= Work request =
Check every line of the entries for the string "instance" and return the ones that contain it.

Information provided Start Marker

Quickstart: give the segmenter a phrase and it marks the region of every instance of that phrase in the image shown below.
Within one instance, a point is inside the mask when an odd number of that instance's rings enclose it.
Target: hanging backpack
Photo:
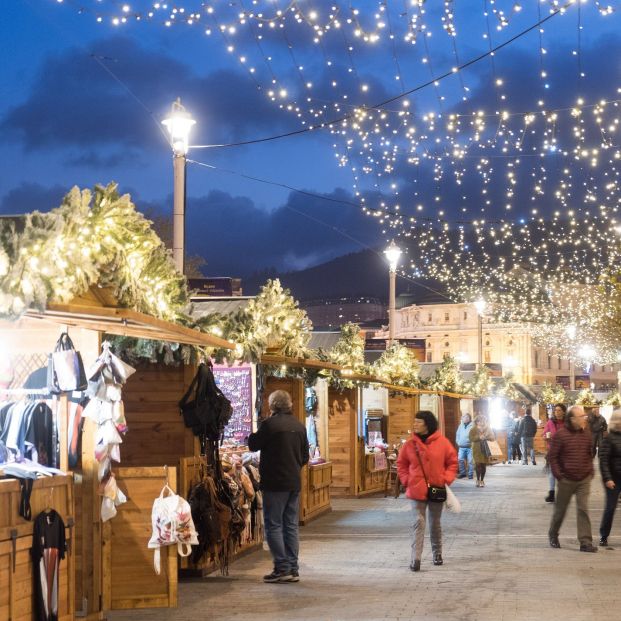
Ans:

Information provided End Marker

= Response to the exercise =
Quickstart: give the segmenter a phrase and it marks the region of every instance of that phrase in the image shown below.
Within one instance, a point is inside the mask when an odd number of that instance's rings enclose it.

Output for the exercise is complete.